TRECHO CITADO —
Vou dispender mais uns poucos minutos a amaldiçoar o negrume do crescimento, mas a seguir tentarei acender dez pequenas velas ao longo do caminho para um estado estacionário. Alguns aconselharam-me a esquecer o negrume e concentrar-me na política das velas. Mas descobri que sem um fundo negro a luz das minha velas não é visível na aurora falsa projectada pelos economistas, cuja propaganda do optimismo jamais dá à esperança uma oportunidade de emergir das sombras.

Temos muitos problemas (pobreza, desemprego, destruição ambiental, défice orçamental, défice comercial, salvamentos, bancarrotas, arrestos, etc), mas aparentemente apenas uma única solução: crescimento económico, ou como os sabichões agora gostam de dizer, "crescer a economia" – como se esta fosse um batateiro com folhas curativas, como aloe vera ou marijuana.

Mas deixem-nos parar aqui e formular duas perguntas que todos os estudantes deveriam apresentar aos seus professores de teoria económica.

O QUE SE PEDE —
No trecho citado, qual é a única solução aparente para problemas como a pobreza, o desemprego e a destruição ambiental?

LINHAS FORNECIDAS —
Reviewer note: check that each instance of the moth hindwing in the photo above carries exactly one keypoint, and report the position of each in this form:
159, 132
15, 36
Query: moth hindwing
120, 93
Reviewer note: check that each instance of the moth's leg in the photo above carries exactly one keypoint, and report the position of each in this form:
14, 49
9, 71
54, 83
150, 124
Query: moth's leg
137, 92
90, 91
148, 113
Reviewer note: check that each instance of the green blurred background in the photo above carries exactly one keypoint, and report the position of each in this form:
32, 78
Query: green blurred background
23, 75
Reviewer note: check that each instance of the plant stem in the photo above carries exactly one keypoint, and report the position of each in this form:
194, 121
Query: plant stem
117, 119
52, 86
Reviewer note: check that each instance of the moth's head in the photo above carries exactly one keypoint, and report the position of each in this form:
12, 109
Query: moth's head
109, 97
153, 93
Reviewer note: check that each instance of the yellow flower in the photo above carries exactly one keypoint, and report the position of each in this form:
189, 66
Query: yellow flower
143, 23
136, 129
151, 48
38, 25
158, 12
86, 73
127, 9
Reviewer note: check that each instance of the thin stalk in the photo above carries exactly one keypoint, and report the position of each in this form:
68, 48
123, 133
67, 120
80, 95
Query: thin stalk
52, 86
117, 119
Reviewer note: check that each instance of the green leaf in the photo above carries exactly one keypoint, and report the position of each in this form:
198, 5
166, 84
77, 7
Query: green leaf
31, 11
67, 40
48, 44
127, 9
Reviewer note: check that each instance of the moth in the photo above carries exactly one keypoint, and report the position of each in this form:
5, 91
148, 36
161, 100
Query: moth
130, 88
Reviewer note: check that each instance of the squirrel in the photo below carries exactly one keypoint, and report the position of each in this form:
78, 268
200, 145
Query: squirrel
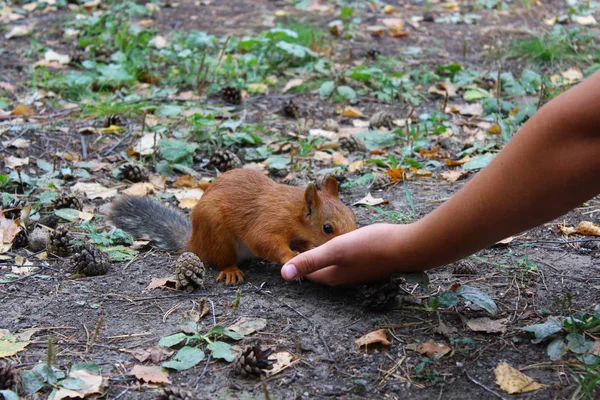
242, 214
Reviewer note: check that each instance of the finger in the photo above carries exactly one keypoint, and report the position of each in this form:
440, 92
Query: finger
310, 261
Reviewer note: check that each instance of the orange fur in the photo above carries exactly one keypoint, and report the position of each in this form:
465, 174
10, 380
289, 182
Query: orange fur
243, 208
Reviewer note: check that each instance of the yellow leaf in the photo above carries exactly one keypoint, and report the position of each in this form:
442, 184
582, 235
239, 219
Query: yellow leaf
513, 381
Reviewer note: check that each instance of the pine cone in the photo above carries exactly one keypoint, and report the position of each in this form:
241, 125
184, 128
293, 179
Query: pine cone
290, 110
49, 220
133, 173
59, 242
464, 267
252, 362
231, 95
372, 54
113, 119
175, 393
67, 201
378, 296
9, 377
12, 209
352, 144
224, 160
189, 272
91, 261
382, 119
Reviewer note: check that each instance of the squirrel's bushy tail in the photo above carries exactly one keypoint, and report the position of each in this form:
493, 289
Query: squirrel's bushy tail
146, 219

RESULTADO DA TAREFA —
O crescimento económico.